This block expands the document base with reliable user-evaluated interactions, strengthening the system’s contextual grounding and personalization over time.

First, we go through all the user feedback and pick only the ones that were rated highly — so we are not polluting our knowledge base with weak or misleading data. Then we treat these high-quality Q&A examples just like source content — we stitch the question and its answer together and toss it into our data pool.

We combine everything — old documents and new Q&A — into one big string and slice it into manageable chunks, like we did with the original PDF. Each chunk gets embedded into a vector and inserted into a FAISS index. From this point on, our retriever is not just searching the original document — it is also able to surface these strong answers when relevant.

The beauty here is that we are not retraining a language model. We are just evolving the retrieval layer with user input. That is efficient, safe, and very aligned with real-world needs.

### Full system demo: Query → Feedback → Adjustment
Here’s how the full pipeline works from query to fine-tuning.

In [10]:
# Ask a question
query = "What is the greenhouse effect?"

# Step 1: Get response from RAG system
response = qa_chain.invoke(query)["result"]

# Step 2: Assume the user provides high scores
relevance = 5
quality = 5
# Collect feedback
feedback = get_user_feedback(query, response, relevance, quality)

# Step 3: Store feedback
store_feedback(feedback)

# Step 4: Adjust relevance scores for future retrievals
docs = retriever.invoke(query)
adjusted_docs = adjust_relevance_scores(query, docs, load_feedback_data())

# Update the retriever with adjusted docs
retriever.search_kwargs['k'] = len(adjusted_docs)  # Set k to number of adjusted docs
retriever.search_kwargs['docs'] = adjusted_docs   # Inject the re-scored documents

This executes a full loop: generate → collect feedback → adapt ranking → prepare for improved next retrieval.

A query is asked, a response is generated, and the user gives feedback. But instead of just logging that feedback and moving on, we immediately put it to use.

We fetch the documents again, and now we use our adjustment logic: does any of the previous feedback apply to these documents? If so, we change how important those documents are. The ones supported by high-quality past feedback are bumped up in ranking, the others stay the same or get nudged down.

Then, instead of re-indexing the vectorstore (which is heavier), we do something much lighter: we tell the retriever, “Hey, next time you use this query, take these docs and treat them as pre-ranked based on learned preferences.” It's an effective way to make our system feel smarter without retraining anything. It gives the illusion of learning — because in a way, it is.





### Finetune the vectorstore periodicly
This should be scheduled periodically (e.g., daily) to keep the system sharp.

In [11]:
# Periodically (e.g., daily or weekly), fine-tune the index
feedback_data = load_feedback_data()
new_vectorstore = fine_tune_index(feedback_data, content)
retriever = new_vectorstore.as_retriever()

This ensures the index keeps learning from its best interactions.

Data

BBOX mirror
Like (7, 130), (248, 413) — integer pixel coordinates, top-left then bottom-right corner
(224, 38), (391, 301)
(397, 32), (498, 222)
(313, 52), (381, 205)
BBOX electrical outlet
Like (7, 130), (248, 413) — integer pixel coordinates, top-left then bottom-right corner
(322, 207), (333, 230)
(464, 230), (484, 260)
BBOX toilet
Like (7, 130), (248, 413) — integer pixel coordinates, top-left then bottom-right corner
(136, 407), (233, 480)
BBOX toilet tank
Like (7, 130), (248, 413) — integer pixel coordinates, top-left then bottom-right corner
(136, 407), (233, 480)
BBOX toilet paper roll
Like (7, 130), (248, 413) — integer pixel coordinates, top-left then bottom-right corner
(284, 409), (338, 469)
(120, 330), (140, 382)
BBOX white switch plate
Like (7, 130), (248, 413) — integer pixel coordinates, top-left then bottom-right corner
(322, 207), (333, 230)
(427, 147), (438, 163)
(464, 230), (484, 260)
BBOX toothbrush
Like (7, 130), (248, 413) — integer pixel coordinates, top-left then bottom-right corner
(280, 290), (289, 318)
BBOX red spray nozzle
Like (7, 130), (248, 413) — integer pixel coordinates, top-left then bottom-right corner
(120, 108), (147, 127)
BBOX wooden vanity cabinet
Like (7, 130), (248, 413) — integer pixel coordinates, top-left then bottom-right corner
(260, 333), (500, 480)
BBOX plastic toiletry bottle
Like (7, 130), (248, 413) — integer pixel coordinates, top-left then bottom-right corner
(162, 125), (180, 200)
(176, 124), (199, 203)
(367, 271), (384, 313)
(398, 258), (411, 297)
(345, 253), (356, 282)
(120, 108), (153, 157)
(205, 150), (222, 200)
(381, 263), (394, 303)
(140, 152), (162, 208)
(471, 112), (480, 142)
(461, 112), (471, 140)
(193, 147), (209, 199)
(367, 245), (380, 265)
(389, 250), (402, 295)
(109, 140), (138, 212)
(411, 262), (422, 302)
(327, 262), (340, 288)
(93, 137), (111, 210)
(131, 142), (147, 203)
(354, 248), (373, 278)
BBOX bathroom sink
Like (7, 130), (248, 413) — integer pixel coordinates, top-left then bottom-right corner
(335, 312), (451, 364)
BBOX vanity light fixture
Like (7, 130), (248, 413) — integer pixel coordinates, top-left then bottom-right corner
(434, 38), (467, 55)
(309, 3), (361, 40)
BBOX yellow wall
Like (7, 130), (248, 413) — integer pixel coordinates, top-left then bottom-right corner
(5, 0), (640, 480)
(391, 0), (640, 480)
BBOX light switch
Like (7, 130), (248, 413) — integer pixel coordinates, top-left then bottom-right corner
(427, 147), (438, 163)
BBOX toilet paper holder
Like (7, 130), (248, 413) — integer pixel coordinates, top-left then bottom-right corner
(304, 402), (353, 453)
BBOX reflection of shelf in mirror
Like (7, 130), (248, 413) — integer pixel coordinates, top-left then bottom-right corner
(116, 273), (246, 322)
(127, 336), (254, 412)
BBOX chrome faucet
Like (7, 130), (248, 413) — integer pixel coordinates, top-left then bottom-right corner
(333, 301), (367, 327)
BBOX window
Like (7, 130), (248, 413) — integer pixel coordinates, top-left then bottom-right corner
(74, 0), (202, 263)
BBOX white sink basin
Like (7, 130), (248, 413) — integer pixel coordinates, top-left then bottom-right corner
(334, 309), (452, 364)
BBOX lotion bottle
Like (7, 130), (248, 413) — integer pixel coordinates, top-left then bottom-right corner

Task requirements
• A. In the RAG feedback walkthrough, list every numbered step given in the comments of the demo code.
• B. Repeat the stretch of the RAG feedback walkthrough from "First, we go" through "with real-world needs.".

Exercise answers
• A.
Step 1: Get response from RAG system
Step 2: Assume the user provides high scores
Step 3: Store feedback
Step 4: Adjust relevance scores for future retrievals

• B.
First, we go through all the user feedback and pick only the ones that were rated highly — so we are not polluting our knowledge base with weak or misleading data. Then we treat these high-quality Q&A examples just like source content — we stitch the question and its answer together and toss it into our data pool.

We combine everything — old documents and new Q&A — into one big string and slice it into manageable chunks, like we did with the original PDF. Each chunk gets embedded into a vector and inserted into a FAISS index. From this point on, our retriever is not just searching the original document — it is also able to surface these strong answers when relevant.

The beauty here is that we are not retraining a language model. We are just evolving the retrieval layer with user input. That is efficient, safe, and very aligned with real-world needs.